==== SELECTED PASSAGE ====

Sunday, December 13, 2009

Three Stone Cats at the Wall


These two lions - a male and a female - have been guarding this building (which is part of the Great Wall) for several hundred years. How to tell the male from the female?

Look under the lifted front paw of each - the male has a globe-like orb under his (right front) paw, and the female has a new-born lion cub, on its back, beneath her (left front) paw. This pair of symbolic stone lions appeared in many in Beijing and Chongquig, but lions live in Africa and India, but not in China, I think - and tigers are found in Asia and not Africa.

So the mystery was why the ancient Chinese would have used lions as their icons, not tigers. But I assume the ancient Chinese would not have wasted so much precious stone and time making statues of the wrong cat. One person guessed that these WERE tigers, but tigers do not have manes.

Two Statues


Here is a strange one. In a park was this bronze statue of a woman with the head of a duck. Not a literal duck, but a stylized one. And right across the walkway was this blue statue of a popular Chinese TV cartoon character. These were the only two pieces of art in this park.

Toasting the CCP or something


Here we are, toasting our good health with the local Chinese Communist Party school chief (in the middle, wearing the sweater) after a meal of breaded squid rings with tomato coulis, roast eel, peanut milk, and other cool stuff like that. Meals were served either "lazy susan" style at a large table of 8 or 10 or buffet style. The advantage of the buffet style was that it usually included tags to identify the nature of the dish. At least, I assume the labels were accurate, because most of the time I had no idea what I was eating. Happiness at mealtime is not knowing what you are eating. But at the lazy susan meals - where were the more formal meals - the wait staff brought plate after plate of stuff that bore no resemblance to anything I'd ever seen before and there were no labels. It was faith-based dining. On the last evening, even the China veterans in the group had there hunger blunted a bit when squid tenticles turned up in the first soup served - long, curly tenticles with all the accessories still attached. Fortunately, there was an Outback Steakhouse in the hotel, and many of the group gathered there afterward to have a burger and fries.

====

### YOUR GOAL
In the travel post, what lies beneath the female stone lion's left front paw? The items that follow come from a separate source.

==== DATA SHOWN ====

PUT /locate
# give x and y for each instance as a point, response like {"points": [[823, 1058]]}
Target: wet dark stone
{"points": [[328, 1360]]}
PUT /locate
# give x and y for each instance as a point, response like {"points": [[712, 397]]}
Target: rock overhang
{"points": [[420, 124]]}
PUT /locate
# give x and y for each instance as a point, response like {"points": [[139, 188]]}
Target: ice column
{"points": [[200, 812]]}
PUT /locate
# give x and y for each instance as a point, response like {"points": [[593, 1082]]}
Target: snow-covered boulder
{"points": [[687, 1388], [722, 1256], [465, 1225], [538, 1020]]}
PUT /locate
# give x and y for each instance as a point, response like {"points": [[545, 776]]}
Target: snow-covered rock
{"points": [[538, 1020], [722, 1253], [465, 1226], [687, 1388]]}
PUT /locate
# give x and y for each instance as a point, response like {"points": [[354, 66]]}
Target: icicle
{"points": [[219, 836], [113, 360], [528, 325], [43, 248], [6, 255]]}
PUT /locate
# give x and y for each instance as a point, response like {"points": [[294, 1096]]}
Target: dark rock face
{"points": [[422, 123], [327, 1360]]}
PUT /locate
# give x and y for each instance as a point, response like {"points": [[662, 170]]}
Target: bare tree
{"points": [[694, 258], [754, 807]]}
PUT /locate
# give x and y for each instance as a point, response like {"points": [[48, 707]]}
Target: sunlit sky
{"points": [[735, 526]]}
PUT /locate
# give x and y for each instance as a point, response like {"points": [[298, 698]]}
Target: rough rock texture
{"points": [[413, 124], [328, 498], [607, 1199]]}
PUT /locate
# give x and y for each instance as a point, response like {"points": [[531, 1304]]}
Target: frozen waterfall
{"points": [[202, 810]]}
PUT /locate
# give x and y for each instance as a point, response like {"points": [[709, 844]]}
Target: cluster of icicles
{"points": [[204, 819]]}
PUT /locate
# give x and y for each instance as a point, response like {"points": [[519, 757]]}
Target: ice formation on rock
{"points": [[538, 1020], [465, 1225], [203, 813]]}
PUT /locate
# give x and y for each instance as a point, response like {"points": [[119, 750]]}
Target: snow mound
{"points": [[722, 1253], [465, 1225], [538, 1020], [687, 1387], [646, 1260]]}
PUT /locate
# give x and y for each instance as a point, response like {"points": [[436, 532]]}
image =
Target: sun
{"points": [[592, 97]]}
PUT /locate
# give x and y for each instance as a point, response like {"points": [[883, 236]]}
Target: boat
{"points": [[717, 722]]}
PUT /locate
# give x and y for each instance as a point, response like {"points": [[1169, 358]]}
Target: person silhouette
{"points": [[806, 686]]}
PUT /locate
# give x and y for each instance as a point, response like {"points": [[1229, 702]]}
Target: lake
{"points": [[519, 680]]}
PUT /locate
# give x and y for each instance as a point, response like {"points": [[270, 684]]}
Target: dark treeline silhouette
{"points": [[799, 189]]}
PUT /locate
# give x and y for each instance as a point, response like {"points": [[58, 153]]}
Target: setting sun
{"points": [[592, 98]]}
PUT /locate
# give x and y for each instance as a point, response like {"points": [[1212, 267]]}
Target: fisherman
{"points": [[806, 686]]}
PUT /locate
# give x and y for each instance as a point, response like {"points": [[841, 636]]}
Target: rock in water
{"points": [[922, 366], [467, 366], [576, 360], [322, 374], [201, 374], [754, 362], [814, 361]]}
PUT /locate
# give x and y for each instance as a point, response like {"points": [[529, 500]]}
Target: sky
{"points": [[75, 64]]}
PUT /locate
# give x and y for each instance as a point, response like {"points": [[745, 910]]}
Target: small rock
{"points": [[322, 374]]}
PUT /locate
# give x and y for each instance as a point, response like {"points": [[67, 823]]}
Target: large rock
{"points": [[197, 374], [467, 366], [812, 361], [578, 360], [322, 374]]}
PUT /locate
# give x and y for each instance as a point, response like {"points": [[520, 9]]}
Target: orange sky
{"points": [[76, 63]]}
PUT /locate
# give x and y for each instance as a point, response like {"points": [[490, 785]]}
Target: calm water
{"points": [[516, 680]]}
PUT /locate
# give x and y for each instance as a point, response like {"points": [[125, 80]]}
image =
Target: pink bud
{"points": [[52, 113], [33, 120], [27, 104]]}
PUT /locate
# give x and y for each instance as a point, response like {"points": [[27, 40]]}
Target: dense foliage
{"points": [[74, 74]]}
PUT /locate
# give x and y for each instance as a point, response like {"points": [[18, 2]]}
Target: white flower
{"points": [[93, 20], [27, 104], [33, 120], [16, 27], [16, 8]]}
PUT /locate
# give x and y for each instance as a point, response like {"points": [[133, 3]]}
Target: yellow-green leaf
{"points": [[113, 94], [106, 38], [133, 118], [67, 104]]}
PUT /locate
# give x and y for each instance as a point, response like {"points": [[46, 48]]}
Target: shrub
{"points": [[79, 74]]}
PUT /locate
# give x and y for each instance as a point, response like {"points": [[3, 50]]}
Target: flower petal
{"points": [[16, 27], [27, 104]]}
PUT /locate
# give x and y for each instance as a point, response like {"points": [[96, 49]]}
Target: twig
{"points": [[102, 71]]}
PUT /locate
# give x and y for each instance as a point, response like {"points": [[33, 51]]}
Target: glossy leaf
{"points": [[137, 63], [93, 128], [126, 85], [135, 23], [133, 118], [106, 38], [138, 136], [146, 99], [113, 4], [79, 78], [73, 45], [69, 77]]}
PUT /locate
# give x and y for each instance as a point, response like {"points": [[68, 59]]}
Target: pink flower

====

### REPLY
A new-born lion cub, on its back.